> Work required: Find every line in the records below that contains the word "white", and copy each of those lines.

> Dataset:
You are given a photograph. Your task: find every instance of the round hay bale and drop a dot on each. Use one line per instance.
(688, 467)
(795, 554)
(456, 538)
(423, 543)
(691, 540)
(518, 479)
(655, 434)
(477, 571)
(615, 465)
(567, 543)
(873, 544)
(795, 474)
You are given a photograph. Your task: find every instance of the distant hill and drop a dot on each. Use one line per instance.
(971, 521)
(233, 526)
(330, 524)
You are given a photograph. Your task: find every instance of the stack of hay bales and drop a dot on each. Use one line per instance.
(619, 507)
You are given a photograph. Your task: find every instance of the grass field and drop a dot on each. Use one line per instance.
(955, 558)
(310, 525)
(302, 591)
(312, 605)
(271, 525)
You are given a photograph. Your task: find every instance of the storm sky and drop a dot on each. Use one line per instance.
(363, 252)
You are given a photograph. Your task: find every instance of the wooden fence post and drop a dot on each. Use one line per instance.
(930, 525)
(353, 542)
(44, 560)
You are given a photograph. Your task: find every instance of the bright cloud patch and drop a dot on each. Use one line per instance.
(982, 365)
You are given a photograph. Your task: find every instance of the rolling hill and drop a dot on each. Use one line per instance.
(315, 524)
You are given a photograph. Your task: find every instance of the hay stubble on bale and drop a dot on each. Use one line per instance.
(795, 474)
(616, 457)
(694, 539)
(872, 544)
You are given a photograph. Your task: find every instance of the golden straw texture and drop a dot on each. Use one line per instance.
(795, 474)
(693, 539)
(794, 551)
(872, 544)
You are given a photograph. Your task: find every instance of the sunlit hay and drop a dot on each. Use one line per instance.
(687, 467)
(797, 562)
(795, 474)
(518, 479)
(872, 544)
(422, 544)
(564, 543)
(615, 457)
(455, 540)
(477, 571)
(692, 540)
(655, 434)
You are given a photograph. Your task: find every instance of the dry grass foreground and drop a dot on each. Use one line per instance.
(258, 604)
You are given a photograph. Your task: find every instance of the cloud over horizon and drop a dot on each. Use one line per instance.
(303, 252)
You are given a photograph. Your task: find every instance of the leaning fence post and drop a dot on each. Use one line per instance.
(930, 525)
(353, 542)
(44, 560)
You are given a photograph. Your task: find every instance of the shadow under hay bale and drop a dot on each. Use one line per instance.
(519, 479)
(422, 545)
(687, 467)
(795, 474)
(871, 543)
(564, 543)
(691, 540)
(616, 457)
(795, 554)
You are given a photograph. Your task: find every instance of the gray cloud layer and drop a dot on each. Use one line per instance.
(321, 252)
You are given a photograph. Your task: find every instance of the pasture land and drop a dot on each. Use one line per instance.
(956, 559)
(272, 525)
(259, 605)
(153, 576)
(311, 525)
...
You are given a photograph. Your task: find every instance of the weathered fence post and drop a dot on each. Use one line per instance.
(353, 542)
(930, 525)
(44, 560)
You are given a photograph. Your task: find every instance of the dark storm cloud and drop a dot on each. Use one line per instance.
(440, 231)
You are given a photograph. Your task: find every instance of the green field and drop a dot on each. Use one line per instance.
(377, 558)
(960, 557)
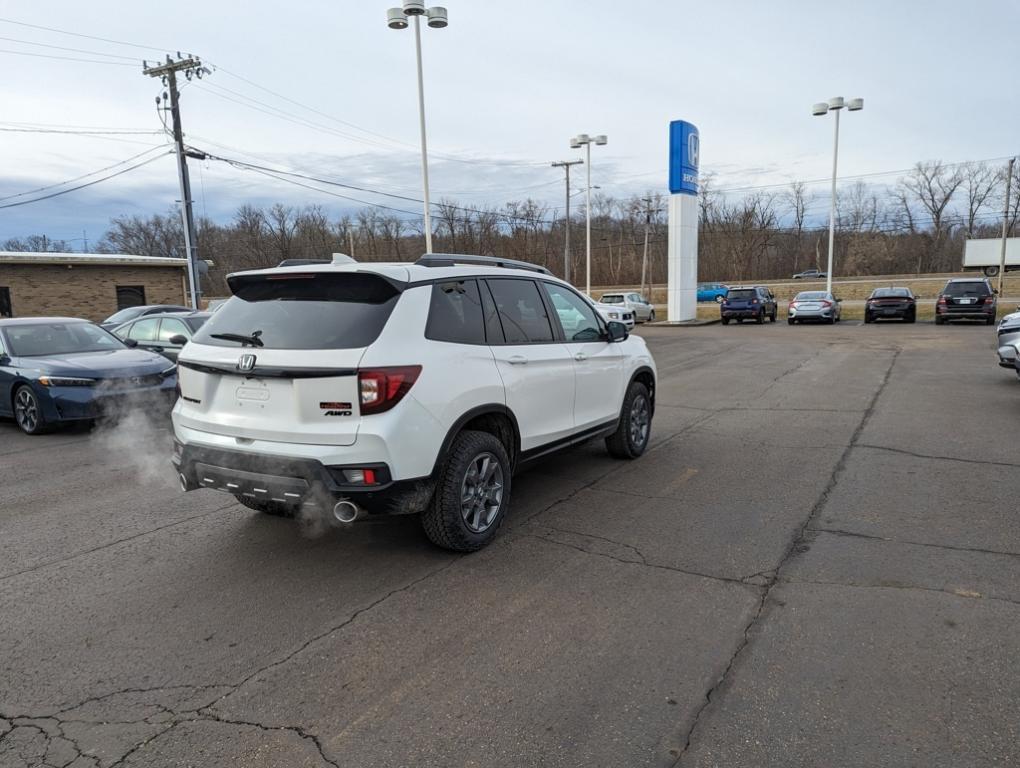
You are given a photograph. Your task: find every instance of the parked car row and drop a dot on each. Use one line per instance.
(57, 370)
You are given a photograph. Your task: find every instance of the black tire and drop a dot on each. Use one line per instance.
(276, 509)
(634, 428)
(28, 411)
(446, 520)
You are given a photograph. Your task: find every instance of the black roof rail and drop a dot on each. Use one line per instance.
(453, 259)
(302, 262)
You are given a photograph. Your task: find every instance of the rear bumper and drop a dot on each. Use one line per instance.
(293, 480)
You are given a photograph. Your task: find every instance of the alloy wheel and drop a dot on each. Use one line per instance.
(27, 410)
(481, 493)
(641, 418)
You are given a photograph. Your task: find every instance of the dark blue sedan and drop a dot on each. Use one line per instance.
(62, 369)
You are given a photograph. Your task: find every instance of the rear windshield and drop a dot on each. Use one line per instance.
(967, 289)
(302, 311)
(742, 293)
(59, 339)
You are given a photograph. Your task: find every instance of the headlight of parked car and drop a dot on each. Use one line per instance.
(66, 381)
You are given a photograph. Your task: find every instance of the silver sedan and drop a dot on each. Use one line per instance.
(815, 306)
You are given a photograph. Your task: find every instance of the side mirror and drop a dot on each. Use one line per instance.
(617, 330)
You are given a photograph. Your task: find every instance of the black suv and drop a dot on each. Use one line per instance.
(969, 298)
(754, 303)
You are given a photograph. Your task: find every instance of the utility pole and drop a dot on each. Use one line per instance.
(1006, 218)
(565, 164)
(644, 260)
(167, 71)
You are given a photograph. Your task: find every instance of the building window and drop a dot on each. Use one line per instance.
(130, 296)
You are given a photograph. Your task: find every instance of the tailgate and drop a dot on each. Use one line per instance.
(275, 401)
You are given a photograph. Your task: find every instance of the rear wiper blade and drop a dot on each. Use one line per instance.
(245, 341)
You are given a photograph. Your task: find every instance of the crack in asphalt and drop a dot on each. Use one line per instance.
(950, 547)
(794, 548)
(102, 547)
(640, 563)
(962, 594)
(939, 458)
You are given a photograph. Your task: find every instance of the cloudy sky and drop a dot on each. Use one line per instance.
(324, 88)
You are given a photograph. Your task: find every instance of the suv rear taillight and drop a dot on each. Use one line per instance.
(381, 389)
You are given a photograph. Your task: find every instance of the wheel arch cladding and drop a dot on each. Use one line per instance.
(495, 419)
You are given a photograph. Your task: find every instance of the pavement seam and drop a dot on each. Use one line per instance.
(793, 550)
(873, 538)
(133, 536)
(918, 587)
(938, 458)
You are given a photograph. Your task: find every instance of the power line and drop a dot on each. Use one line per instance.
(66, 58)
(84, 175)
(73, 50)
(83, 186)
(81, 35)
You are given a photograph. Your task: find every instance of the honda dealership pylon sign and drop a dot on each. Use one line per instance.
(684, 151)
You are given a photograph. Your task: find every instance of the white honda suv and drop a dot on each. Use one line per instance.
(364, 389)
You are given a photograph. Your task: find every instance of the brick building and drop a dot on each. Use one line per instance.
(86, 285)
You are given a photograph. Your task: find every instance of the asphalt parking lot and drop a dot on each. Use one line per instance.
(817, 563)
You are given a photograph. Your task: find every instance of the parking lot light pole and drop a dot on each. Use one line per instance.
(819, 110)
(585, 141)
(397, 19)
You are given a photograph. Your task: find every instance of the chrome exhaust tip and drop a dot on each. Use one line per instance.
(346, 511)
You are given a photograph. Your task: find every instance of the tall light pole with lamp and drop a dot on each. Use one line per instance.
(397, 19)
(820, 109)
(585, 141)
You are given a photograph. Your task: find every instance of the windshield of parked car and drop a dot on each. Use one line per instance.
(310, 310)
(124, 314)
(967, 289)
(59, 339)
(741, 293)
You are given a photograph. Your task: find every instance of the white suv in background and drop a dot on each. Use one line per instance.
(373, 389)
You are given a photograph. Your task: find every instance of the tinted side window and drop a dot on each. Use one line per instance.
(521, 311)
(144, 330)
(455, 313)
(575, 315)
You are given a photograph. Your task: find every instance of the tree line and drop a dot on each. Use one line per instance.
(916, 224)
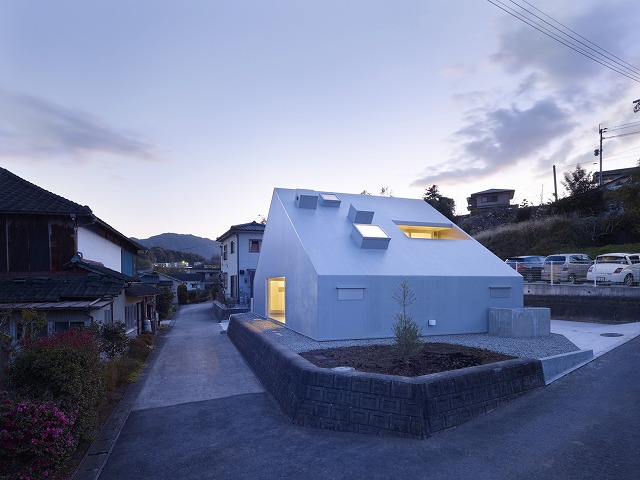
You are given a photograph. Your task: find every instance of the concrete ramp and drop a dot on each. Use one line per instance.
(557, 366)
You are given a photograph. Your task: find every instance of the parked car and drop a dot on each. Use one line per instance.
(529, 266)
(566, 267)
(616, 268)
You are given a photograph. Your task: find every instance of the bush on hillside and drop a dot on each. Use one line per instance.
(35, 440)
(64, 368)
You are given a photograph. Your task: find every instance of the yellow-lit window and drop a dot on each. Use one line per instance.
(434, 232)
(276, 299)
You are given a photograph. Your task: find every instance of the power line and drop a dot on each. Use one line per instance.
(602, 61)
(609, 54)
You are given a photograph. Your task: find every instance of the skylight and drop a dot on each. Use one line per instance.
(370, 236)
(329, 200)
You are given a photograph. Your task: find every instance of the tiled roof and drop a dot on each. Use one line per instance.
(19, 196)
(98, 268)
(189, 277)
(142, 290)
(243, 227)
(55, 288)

> Full response:
You are given a photograph. Your task: find every instance of the white honda suv and drop a dot on each. Use one line per instance.
You are given a photograph. Your task: find every instance of the white suv in background and drop a dot on each. Use one line per instance.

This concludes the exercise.